◆ Фрагмент страницы
....
Есть наименование такого сущностного облика поднимающегося над прежним людским складом человечества,— это «сверхчеловек». Под таковым Ницше разумеет не какую-то отдельную человеческую особь, в которой способности и намерения всем известного обычного человека гигантски умножены и возвышены. «Сверхчеловек» — это и не та людская разновидность, что возникает лишь на путях приложения философии Ницше к жизни. Слово «сверхчеловек» наименовывает сущность человечества, которое, будучи человечеством нового времени, начинает входить в завершение сущности его эпохи. «Сверхчеловек» — это человек, который есть на основе действительности, определенной волей к власти, и для нее [2].
....
◆ Исходные записи
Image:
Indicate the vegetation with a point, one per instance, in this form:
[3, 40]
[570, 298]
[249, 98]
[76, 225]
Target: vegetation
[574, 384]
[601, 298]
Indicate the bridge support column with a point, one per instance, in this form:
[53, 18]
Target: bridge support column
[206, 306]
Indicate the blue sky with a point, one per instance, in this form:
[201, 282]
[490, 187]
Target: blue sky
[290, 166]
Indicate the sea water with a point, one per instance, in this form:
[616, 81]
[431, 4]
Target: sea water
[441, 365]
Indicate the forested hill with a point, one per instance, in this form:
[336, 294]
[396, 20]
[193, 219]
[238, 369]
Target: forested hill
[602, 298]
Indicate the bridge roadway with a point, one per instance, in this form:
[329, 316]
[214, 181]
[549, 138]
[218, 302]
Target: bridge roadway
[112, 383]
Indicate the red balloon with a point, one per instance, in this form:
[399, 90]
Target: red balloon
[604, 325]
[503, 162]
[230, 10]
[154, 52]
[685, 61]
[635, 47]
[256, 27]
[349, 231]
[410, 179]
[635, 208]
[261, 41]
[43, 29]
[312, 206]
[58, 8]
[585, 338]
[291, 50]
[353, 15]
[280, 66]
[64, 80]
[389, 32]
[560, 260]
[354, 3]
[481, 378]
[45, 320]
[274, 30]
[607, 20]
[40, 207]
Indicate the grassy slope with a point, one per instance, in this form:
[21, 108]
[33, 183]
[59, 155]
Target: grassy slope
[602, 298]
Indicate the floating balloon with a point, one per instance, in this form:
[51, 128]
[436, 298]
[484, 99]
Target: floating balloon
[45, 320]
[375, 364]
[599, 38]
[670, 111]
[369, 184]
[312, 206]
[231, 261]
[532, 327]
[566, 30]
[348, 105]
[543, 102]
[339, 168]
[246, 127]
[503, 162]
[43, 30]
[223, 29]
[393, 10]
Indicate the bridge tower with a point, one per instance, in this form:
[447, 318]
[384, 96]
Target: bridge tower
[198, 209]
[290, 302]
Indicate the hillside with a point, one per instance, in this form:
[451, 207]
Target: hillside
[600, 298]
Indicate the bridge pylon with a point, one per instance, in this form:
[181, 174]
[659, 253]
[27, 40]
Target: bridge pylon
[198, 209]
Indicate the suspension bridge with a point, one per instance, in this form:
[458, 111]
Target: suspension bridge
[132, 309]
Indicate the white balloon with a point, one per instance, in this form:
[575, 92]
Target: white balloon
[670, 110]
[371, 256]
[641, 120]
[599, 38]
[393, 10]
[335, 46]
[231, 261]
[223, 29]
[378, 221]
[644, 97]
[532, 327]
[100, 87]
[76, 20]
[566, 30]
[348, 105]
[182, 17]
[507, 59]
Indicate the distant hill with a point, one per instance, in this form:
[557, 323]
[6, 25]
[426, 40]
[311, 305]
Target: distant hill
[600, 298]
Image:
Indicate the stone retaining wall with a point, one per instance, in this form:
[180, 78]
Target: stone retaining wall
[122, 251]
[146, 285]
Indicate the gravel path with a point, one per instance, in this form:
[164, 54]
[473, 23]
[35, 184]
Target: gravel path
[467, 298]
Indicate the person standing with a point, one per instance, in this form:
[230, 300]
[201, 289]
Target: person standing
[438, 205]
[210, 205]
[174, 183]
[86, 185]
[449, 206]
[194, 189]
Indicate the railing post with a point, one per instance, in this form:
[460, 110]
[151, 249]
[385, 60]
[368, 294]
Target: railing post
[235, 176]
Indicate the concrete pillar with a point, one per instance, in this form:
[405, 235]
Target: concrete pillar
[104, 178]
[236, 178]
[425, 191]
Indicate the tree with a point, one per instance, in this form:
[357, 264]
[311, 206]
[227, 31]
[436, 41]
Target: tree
....
◆ Задача 1
Объясните по фрагменту о сверхчеловеке, почему под этим словом у Ницше нельзя понимать отдельную человеческую особь с гигантски умноженными способностями обычного человека. Уложитесь в одно–три предложения.
◆ Задача 2
Продолжите фрагмент о сверхчеловеке, начав сразу после его последнего предложения.

◆ Ответ 1
Слово «сверхчеловек» именует не отдельную особь, а сущность человечества, которое как человечество нового времени начинает входить в завершение сущности своей эпохи. Сверхчеловек — это человек, который есть на основе действительности, определенной волей к власти, и для нее.

◆ Ответ 2
Сверхчеловек - есть высший биологический тип, который относится к человеку, как последний относится к обезьяне: «Что такое обезьяна в  отношении  человека?  Посмешище  или мучительный  позор.  И  тем  же  самым  должен быть человек для сверхчеловека: посмешищем или мучительным позором», - говорит Ницше на страницах «Заратустры».
  Людской материал, в процессе смены поколений которого будет выращиваться сверхчеловек, составят те, кто является аристократом, господином по своей природе, в ком воля к власти не задавлена враждебной ей культурой, кто способен, объединившись с себе подобными, противостоять большинству, не желающему ничего знать о подлинном предназначении современных людей. Ницше не говорит, что только немцы достойны стать материей сверхчеловека, хотя образ «белокурой бестии» — предшественника сверхчеловека — стали связывать с северогерманским антропологическим типом [5,272].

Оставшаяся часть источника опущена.